*** Data ***
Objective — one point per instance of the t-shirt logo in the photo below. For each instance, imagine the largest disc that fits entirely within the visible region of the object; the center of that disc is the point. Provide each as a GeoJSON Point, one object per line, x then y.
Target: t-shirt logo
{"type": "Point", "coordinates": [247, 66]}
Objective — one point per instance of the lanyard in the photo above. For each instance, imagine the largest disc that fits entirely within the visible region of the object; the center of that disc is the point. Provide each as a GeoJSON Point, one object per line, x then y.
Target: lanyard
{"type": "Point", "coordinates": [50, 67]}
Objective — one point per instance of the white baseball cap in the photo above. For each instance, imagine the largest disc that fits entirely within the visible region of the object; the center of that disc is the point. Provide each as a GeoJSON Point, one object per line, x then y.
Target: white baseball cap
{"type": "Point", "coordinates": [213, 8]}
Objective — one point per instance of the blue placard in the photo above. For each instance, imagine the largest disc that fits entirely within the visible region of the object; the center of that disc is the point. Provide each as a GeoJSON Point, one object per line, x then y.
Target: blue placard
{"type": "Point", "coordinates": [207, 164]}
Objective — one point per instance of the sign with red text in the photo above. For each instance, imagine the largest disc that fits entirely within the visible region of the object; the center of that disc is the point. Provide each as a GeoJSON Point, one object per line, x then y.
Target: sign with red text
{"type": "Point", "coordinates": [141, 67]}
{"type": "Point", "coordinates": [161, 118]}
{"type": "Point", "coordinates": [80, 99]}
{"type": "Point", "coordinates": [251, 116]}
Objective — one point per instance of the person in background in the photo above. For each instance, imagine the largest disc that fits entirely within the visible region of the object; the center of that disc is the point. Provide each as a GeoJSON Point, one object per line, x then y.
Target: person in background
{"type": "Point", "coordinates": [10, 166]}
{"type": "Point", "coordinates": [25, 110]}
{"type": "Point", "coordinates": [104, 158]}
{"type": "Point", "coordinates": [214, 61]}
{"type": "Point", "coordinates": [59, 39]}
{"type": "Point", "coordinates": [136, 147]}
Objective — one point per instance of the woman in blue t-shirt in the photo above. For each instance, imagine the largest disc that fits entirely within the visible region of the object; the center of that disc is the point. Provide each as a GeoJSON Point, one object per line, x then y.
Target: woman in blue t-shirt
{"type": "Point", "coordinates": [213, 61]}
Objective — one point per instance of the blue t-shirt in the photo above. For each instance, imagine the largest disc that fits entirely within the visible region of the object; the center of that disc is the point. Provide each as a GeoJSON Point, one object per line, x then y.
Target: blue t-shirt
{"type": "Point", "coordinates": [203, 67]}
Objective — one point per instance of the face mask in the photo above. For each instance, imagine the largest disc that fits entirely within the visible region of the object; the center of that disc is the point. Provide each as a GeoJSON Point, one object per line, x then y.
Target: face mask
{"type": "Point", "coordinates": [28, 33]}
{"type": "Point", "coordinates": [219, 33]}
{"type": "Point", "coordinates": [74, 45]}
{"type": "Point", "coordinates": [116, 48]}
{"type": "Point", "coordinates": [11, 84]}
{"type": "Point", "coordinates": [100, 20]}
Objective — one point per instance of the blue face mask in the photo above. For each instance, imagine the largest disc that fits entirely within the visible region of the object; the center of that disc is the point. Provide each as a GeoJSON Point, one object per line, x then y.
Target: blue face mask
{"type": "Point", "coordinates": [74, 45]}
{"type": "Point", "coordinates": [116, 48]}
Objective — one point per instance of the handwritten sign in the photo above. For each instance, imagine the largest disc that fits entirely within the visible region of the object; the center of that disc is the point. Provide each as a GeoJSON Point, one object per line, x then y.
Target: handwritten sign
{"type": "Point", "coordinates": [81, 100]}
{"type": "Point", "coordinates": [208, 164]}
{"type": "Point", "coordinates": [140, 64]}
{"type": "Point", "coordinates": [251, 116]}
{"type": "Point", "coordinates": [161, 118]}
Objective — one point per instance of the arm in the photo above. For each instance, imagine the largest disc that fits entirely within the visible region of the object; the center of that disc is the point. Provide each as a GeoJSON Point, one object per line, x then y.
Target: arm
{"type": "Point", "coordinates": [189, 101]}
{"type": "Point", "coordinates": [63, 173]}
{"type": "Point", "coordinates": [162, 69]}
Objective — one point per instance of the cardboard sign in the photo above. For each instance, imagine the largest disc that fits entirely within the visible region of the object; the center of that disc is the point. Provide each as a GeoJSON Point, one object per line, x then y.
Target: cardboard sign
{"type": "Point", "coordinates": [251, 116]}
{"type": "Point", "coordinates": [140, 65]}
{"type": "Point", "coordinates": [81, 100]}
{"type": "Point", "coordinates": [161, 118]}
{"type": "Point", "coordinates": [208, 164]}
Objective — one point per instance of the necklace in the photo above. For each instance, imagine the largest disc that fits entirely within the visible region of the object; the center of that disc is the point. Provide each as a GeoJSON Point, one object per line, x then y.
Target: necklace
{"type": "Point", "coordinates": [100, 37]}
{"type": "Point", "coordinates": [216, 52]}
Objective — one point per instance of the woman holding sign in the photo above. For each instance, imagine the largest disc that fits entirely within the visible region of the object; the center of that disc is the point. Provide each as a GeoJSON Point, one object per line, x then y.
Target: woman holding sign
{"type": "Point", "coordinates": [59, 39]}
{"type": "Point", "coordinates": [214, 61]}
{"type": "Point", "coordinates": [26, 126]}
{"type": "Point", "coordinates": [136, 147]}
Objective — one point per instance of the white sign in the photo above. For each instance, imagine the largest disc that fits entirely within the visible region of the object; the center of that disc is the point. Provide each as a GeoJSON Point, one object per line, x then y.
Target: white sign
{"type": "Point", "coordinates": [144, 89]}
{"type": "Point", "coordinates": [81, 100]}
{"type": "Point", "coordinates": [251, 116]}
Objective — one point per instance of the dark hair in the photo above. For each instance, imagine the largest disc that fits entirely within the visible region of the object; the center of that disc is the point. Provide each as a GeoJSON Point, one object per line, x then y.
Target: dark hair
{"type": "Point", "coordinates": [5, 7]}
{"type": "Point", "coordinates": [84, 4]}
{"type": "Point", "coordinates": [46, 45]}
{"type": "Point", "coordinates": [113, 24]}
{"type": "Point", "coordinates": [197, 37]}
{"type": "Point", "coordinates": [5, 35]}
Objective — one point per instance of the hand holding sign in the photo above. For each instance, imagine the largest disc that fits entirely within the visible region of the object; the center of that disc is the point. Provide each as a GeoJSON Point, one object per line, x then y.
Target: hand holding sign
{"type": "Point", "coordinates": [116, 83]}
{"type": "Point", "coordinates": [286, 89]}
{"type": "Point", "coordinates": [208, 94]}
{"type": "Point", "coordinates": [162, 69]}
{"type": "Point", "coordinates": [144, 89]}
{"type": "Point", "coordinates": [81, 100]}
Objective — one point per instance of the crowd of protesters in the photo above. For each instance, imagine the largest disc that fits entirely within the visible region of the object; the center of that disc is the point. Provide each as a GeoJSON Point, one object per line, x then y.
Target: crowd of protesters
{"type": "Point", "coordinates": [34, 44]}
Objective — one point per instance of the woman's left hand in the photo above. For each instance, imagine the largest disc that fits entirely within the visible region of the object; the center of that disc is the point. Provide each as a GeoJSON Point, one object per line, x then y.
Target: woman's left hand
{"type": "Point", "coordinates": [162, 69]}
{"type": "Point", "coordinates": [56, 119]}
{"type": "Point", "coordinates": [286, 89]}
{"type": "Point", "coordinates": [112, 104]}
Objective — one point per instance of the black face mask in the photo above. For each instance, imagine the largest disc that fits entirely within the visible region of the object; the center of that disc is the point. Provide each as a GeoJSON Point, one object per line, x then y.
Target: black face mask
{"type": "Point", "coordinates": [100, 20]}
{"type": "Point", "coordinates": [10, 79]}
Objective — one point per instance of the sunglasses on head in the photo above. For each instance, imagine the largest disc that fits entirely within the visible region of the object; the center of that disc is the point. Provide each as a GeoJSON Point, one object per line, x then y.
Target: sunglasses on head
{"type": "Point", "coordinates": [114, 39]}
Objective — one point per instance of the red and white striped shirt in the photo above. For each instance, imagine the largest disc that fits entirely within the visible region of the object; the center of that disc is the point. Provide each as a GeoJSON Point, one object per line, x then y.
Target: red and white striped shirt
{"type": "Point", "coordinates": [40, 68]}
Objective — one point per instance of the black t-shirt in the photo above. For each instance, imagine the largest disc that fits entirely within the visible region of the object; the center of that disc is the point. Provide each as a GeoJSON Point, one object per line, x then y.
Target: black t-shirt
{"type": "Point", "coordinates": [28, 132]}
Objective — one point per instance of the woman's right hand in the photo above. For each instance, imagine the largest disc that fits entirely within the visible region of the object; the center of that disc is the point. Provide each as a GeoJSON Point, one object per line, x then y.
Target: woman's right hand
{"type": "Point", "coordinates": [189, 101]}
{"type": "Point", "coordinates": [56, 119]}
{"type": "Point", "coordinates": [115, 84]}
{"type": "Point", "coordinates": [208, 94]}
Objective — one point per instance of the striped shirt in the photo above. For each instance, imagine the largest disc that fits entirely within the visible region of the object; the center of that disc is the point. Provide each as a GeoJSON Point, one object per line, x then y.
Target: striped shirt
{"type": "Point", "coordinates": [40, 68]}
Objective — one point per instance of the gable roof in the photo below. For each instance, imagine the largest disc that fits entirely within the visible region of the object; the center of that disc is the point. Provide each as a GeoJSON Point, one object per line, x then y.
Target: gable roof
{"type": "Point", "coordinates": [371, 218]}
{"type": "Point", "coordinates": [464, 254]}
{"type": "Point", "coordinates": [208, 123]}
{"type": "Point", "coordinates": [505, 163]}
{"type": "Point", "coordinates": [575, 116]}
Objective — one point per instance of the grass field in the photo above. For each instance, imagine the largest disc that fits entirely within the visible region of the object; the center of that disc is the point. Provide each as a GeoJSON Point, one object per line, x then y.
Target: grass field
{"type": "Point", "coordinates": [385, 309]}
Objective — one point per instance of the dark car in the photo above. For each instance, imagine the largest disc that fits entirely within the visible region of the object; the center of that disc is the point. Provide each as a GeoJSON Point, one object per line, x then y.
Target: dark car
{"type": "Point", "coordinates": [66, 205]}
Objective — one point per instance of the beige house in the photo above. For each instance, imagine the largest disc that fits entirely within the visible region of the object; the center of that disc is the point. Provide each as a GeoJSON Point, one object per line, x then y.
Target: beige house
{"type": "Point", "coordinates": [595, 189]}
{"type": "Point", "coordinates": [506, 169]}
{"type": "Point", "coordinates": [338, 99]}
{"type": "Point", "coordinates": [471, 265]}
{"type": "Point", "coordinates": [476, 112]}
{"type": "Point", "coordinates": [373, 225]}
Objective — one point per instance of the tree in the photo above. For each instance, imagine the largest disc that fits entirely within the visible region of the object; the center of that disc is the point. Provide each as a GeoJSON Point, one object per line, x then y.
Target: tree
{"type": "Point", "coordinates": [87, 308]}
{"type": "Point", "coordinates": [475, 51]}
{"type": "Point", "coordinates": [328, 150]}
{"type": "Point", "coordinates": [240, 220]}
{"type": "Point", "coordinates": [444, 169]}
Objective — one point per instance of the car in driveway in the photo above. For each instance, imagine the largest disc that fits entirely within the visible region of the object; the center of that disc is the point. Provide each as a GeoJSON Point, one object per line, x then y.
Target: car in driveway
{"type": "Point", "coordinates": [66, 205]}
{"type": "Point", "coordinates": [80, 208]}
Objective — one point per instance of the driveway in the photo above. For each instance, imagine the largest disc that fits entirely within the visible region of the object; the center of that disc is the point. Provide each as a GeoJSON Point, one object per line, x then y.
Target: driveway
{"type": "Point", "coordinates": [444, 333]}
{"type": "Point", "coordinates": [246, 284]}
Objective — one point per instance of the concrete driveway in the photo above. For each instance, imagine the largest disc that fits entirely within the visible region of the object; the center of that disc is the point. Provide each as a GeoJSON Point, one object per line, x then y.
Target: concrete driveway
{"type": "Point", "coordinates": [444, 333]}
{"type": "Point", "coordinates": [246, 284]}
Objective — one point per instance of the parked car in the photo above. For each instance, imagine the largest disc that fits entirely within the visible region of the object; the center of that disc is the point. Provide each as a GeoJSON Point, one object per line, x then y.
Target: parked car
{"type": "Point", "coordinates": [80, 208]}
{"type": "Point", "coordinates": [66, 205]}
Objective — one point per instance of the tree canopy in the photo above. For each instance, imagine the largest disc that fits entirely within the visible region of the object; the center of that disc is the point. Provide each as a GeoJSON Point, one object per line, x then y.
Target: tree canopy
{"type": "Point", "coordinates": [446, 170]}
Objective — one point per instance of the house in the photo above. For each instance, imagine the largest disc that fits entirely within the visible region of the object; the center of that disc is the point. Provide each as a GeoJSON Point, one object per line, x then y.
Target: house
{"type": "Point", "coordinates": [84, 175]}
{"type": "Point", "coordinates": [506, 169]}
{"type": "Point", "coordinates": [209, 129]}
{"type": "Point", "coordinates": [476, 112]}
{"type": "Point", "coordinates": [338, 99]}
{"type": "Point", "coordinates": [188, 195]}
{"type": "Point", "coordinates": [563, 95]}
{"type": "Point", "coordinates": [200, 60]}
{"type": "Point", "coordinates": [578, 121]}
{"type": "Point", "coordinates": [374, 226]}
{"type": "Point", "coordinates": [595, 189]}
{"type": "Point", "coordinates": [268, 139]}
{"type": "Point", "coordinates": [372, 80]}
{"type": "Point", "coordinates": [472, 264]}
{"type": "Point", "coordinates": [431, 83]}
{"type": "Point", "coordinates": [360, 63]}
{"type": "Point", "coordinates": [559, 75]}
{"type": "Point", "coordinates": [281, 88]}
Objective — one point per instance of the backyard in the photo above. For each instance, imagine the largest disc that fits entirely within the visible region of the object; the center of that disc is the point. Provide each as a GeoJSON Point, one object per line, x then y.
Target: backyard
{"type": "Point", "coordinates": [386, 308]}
*** End of Data ***
Activity
The entries above hold a line with "Target: woman's right hand" and a later line with "Objective — one point per instance of the striped". Write out exactly those lines and all lines between, nothing more.

Exercise response
Target: woman's right hand
{"type": "Point", "coordinates": [189, 101]}
{"type": "Point", "coordinates": [56, 119]}
{"type": "Point", "coordinates": [115, 84]}
{"type": "Point", "coordinates": [208, 94]}
Objective — one point per instance of the striped shirt in the photo above. For each instance, imagine the largest disc that fits entirely within the visible region of the object; the center of that disc is the point. Provide each as a GeoJSON Point, one object per line, x then y.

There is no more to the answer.